→ **Information shown**

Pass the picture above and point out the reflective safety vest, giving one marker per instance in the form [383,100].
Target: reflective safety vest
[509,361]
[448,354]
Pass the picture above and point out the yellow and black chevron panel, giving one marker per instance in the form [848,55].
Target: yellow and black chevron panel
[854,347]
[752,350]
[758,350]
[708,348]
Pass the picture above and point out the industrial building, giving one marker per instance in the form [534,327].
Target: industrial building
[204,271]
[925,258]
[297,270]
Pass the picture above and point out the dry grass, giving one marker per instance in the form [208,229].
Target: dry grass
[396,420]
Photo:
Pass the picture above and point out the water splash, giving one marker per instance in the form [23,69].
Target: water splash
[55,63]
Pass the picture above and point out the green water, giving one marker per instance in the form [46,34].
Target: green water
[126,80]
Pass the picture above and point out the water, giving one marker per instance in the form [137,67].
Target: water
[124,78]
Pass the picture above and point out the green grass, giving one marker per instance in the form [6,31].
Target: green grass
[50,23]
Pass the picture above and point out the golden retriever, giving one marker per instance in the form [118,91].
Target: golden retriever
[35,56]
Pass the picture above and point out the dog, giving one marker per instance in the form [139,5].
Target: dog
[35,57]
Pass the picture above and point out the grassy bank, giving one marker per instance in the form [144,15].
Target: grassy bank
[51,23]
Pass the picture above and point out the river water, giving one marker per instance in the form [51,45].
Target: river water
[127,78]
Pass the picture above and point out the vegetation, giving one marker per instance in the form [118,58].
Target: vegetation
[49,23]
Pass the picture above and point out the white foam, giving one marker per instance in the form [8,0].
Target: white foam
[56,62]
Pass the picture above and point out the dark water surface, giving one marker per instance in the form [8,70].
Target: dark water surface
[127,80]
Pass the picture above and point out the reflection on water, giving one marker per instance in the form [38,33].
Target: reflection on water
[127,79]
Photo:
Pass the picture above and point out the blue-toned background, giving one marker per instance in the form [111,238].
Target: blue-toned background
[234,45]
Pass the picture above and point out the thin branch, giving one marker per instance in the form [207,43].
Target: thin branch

→ **Exercise brief**
Reproduce verbatim the portion of the records that opens with the line containing "Pass the picture above and point out the dark" and closes with the final line of the records, including both of those lines.

→ **Answer below**
Pass the picture above and point out the dark water surface, giving one marker per instance in the form [8,70].
Target: dark water surface
[127,80]
Pass the picture above and point out the reflection on water, giving one marker per instance in the form [38,33].
Target: reflection on water
[127,79]
Photo:
Pass the picture above and point out the blue-toned background, giving one marker per instance in the form [111,238].
Target: blue-toned background
[234,45]
Pass the picture above and point out the thin branch, giving one marker per instance in the form [207,43].
Target: thin branch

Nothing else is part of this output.